#### Page excerpt:
####
Truths like a man named Noah built a boat large enough to house all the worlds creatures with an ample supply of food for said creatures. Not to mention plumbing on this boat to rid itself of the tons of sh!t these animals produce every day for 40 days. Should also mention the truth that Noah had a monopoly or patent of some sort on boat building technology as all other humans seemed to have not built one to save their own asses.

I have studied the issue of Noah, though not an in-depth study. Seems there actually was a megaflood in the Neareast about 2800 BC. The world's first earth-fill dam in Egypt collapsed (The ruins are still there.). This was during the reign of Semerkhet, Sixth Pharaoh of the First Dynasty. There is also a layer of tsunami deposits underneath about 20 feet of flood deposists in the marshes above Basrah. Growth rings in California bristlecone pines record a climatic disturbance from 2807 to 2801 BC.

Was the whole world flooded? Not the way we would define "whole world," but there is an alluvial fan at the mouth of the Karkhum which extends out onto the Tigris-Euphrates flood plain (actually a delta at this point). Heavy rains in the Zagros Mountains that drained down the Karkhum and overflowed on the northeast side of the alluvial fan would add their flow to that of the Tigris-Euphrates. The result: a temporary lake larger than Lake Erie. A boat afloat in the middle of it could not see land in any direction. If that boat were swept through the constriction between the fan and the far side of the valley, at night, it would greet sunrise from the middle of the Persian Gulf and still not be able to see land. Mesopotamian stories (the source of the biblical flood story) say the boat finally landed at "Dilmun" - now Qatar and the United Arab Emirates.

About the boat: it was a scow-shaped barge. Actually, a whole bunch of them tied together. Most-likely it was built originally as a house-boat on the Tigris-Euphrates and became the legendary "Ark" by accident when the flood broke its moorings.

Did the Ark come to rest on Mount Ararat? Napoleon (not to mention many others) claimed to have seen it. What did they see? Mount Ararat is a volcano, a "fourteener" in Colorado-speak. Climbing it would be like climbing Pikes Peak - exhausting. You can't breath and you can't catch your breath. Every step becomes any agony. Then you top a ridge and see a huge boat about four miles away. What would you do? OK. I've seen it. I'm going down.

What visitors see is a giant chunk of basalt. There are several on Mount Ararat. They look like boats and are visible on aerial photos. As glaciers advance or wane, they are periodically exposed to view. Global warming is already starting to expose them again.

Or how about the truth that a man named Jesus could walk on water, why not huh?

Why not? I've walked on water. Of course, it was January and the pond was frozen...

But I've also walked on liquid water. The lake was high, covering a low dock with about a half-inch of water. The water was glassy smooth. Several of us kids walked out on the dock. And my Dad had a movie camera.

I haven't tried to track this story down, but there are two possibilities: a shoal covered by very shallow water, or a man standing in a boat and appearing from a distance to be walking on water - an optical illusion.

Moses truthfully parted the red sea.(archeologists are still combing the area for evidence) pun intended for humor...
####
#### Extracted entries:
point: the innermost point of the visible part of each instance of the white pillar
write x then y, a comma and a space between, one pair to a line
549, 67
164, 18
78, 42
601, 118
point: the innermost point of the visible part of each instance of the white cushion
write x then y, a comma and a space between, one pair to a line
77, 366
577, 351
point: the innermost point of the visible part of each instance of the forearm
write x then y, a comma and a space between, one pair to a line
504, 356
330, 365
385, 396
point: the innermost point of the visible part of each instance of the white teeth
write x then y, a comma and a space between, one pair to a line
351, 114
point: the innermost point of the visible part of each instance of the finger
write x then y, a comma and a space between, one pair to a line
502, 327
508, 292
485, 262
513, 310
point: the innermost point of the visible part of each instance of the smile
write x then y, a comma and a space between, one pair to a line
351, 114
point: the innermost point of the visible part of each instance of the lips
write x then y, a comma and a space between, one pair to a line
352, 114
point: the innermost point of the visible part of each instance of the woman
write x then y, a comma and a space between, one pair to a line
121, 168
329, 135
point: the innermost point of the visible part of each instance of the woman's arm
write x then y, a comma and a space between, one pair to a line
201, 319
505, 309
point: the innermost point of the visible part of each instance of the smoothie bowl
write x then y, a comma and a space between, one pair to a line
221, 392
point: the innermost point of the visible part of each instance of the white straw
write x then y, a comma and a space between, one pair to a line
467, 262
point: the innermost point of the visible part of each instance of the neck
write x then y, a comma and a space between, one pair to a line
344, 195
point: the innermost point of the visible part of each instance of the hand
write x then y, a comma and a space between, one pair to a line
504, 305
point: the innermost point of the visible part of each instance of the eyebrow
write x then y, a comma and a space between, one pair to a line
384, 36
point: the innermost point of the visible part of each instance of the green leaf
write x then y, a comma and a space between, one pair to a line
####
#### Stated problem 1:
Which people does the page excerpt mention by name?
#### Stated problem 2:
Can you reproduce the entries word for word, starting at the line containing "of the eyebrow" and ending at the final line of the entries?

#### Written response 1:
Noah, Semerkhet, Napoleon, Jesus, Moses

#### Written response 2:
point: the innermost point of the visible part of each instance of the eyebrow
write x then y, a comma and a space between, one pair to a line
384, 36
point: the innermost point of the visible part of each instance of the green leaf
write x then y, a comma and a space between, one pair to a line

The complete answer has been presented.